> _Source text_
######
Studio album by Tom Dice
- Released: 30 April 2010
- Genre: Pop
- Label: Sonic Angel
- Producer: Tom Dice; Erhan Kurkun; Jeroen Swinnen;

Tom Dice chronology
|  | Teardrops (2010) | Heart for Sale (2012) |

Singles from Teardrops
- "Bleeding Love" Released: 25 May 2009; "Me and My Guitar" Released: 12 March 2010; "Lucy" Released: 13 August 2010; "A Thousand Years" Released: 20 September 2010;

= Teardrops (album) =

Teardrops is the debut studio album by Belgian singer-songwriter, Tom Dice. It was released on 30 April 2010. The album reached number 1 in Belgium. The album was produced by Tom Dice, Erhan Kurkun and Jeroen Swinnen.

==Singles==
"Bleeding Love" was the first single to be released from the album, the single peaked to number 7 in Belgium. "Me And My Guitar" was the second single released from the album. Tom Dice sang the song at the Eurovision Song Contest 2010 for Belgium in the final Tom scored 143 points and finished 6th, it also reached number 1 in Belgium. "Lucy" is the third single released from the album and has so far peaked at number 21 in Belgium. "A Thousand Years" is the fourth single released from the album and has so far peaked at number 44 in Belgium.
######
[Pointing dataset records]
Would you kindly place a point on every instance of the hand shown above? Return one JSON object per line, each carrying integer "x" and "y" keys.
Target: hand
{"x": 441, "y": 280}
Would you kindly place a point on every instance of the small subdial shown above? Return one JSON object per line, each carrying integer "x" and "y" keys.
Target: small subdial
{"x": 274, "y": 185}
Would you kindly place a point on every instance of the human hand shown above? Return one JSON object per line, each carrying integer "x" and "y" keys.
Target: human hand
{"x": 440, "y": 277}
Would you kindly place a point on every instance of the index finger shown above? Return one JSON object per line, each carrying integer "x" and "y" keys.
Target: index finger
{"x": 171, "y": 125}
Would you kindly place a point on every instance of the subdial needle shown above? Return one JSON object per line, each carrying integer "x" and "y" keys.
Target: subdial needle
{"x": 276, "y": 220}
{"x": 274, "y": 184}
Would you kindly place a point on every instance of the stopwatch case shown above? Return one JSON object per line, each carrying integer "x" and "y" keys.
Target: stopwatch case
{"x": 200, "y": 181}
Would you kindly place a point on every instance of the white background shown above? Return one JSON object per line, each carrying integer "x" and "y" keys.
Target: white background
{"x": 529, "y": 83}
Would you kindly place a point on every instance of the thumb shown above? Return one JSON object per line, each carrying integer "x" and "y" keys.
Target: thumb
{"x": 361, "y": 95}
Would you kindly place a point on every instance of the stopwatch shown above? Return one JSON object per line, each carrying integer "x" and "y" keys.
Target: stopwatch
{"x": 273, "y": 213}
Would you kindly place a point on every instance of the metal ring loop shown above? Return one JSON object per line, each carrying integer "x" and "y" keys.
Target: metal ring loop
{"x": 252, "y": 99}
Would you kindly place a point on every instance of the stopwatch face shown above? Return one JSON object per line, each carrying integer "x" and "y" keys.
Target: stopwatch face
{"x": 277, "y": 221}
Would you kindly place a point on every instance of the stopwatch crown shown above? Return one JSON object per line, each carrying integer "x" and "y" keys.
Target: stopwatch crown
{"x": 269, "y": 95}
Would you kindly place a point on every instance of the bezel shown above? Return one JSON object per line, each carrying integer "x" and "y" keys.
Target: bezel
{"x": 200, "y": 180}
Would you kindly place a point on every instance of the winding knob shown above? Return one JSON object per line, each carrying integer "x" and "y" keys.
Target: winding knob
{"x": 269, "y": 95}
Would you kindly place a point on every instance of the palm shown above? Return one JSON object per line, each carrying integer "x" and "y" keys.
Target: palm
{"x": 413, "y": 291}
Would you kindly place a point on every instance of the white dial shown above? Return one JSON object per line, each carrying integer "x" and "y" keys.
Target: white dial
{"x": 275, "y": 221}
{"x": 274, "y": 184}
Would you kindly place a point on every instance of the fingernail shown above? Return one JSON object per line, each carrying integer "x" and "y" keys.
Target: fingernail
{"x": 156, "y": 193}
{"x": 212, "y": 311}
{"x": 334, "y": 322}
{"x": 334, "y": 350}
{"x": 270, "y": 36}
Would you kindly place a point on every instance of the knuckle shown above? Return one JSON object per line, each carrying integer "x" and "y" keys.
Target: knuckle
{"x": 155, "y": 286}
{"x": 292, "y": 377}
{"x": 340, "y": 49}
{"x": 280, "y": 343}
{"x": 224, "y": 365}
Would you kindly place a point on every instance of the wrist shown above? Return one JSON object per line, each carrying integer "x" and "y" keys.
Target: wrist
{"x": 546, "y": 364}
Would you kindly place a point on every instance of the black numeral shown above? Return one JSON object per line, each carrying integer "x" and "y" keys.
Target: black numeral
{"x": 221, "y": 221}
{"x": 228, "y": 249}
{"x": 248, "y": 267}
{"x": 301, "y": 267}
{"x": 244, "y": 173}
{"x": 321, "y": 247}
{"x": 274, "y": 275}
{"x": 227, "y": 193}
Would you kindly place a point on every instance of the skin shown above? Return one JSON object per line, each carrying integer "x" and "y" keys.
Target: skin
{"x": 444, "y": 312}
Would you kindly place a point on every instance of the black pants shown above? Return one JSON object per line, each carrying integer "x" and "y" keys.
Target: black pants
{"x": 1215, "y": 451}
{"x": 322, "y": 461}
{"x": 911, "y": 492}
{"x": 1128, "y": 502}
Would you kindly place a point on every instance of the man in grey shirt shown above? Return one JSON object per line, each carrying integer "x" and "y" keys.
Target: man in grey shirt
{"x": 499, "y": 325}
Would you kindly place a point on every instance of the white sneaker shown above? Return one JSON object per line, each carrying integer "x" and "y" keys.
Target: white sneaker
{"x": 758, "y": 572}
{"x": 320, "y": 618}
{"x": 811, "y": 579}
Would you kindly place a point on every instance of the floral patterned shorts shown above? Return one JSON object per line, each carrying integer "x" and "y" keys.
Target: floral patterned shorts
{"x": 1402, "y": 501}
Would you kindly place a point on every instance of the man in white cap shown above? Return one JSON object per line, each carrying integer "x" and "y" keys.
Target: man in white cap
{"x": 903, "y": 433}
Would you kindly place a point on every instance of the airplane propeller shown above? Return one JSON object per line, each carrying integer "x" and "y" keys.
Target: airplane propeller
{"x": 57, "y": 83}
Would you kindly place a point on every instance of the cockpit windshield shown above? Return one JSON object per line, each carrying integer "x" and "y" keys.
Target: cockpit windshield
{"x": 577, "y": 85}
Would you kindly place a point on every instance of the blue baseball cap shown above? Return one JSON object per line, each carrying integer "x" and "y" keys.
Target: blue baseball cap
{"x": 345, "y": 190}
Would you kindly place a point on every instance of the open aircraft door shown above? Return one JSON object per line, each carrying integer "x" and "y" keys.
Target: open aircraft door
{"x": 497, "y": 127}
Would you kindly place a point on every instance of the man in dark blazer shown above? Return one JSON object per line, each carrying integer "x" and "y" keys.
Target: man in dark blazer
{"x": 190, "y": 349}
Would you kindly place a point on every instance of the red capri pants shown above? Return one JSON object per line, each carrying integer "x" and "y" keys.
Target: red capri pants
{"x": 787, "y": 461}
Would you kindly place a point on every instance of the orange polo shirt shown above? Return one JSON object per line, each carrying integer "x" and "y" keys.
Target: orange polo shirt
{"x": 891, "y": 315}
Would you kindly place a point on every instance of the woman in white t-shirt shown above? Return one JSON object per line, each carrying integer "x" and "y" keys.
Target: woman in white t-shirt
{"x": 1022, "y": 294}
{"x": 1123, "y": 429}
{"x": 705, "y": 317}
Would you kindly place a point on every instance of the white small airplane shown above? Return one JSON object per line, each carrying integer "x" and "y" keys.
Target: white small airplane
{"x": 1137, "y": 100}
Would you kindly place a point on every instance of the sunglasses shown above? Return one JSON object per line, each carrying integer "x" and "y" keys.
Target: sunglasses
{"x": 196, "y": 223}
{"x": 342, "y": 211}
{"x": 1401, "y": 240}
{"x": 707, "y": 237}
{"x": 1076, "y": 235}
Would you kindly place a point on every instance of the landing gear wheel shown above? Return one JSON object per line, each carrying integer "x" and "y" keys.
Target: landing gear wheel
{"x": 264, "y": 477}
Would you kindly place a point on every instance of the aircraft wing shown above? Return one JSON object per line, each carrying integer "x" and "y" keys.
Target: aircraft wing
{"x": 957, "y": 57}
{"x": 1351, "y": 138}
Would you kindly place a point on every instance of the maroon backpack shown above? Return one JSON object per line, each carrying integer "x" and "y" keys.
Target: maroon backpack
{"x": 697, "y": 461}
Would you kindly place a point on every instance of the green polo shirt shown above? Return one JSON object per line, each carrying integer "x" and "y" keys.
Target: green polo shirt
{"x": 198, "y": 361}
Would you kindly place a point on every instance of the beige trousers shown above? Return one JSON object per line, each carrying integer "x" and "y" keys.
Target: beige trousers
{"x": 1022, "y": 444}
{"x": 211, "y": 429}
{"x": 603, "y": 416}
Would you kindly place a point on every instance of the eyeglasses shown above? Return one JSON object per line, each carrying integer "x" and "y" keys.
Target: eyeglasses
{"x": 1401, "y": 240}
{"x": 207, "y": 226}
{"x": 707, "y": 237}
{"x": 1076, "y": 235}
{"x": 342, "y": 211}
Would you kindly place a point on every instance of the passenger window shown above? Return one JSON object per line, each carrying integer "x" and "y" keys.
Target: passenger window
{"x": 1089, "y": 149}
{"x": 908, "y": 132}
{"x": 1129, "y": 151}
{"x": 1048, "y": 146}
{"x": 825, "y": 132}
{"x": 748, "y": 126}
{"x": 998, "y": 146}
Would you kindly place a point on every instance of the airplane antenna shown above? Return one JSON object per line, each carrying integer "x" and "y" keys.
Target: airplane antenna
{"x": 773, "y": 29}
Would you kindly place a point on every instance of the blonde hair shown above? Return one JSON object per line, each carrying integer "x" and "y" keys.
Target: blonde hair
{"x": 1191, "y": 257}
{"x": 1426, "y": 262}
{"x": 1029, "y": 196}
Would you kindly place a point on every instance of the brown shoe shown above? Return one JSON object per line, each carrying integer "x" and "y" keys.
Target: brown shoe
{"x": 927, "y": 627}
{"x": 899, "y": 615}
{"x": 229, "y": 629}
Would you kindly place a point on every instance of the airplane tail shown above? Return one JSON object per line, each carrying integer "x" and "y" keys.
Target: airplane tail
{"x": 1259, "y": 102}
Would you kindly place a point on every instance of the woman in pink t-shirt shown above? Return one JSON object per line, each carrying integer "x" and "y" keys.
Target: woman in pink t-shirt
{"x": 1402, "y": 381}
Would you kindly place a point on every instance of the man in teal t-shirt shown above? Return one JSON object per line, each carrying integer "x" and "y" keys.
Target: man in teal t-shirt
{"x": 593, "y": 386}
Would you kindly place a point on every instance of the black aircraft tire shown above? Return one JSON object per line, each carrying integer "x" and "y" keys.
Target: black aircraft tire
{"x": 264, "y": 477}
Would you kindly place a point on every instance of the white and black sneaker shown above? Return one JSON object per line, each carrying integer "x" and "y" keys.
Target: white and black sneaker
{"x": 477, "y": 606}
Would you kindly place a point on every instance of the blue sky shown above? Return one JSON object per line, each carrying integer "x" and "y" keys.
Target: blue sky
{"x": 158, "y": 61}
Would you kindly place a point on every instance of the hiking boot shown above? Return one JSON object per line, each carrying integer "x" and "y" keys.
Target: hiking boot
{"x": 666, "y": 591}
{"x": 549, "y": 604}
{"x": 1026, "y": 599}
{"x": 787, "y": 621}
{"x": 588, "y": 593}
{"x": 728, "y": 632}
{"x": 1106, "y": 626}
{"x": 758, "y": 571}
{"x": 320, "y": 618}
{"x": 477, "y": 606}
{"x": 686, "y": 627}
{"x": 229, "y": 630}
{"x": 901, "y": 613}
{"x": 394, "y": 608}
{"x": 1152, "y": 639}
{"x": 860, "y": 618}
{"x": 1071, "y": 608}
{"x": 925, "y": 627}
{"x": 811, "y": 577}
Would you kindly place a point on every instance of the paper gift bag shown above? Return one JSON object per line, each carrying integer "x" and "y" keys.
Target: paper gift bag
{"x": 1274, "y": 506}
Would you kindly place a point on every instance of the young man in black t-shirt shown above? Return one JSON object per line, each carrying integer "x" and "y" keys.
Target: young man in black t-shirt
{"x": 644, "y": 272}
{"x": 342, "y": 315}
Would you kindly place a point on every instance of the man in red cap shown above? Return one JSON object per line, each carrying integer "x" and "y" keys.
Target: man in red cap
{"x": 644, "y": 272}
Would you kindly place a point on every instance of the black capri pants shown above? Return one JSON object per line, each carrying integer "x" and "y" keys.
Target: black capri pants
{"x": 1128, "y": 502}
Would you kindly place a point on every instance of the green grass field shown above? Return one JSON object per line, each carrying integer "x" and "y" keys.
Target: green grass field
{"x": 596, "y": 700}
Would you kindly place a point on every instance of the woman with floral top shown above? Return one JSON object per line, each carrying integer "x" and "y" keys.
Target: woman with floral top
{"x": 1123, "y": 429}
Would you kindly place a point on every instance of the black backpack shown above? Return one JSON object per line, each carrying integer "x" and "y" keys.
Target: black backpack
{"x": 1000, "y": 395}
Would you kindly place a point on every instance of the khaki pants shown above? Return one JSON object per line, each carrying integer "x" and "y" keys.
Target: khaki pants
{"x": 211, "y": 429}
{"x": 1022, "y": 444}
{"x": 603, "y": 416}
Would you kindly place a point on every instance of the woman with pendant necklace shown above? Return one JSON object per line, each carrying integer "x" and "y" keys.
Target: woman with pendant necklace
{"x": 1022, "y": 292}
######
> _Task list_
A: Copy the Teardrops article from "Singles from Teardrops" through "and Jeroen Swinnen.", swapping "debut" for "first".
B: Answer these questions from the Teardrops article.
(i) Which label released the album?
(ii) In what place did Tom Dice finish at the Eurovision Song Contest 2010?
(iii) What was the peak position of "Bleeding Love" in Belgium?

> _Task answers_
A:
Singles from Teardrops
- "Bleeding Love" Released: 25 May 2009; "Me and My Guitar" Released: 12 March 2010; "Lucy" Released: 13 August 2010; "A Thousand Years" Released: 20 September 2010;

= Teardrops (album) =

Teardrops is the first studio album by Belgian singer-songwriter, Tom Dice. It was released on 30 April 2010. The album reached number 1 in Belgium. The album was produced by Tom Dice, Erhan Kurkun and Jeroen Swinnen.

B:
(i) Sonic Angel
(ii) 6th
(iii) Number 7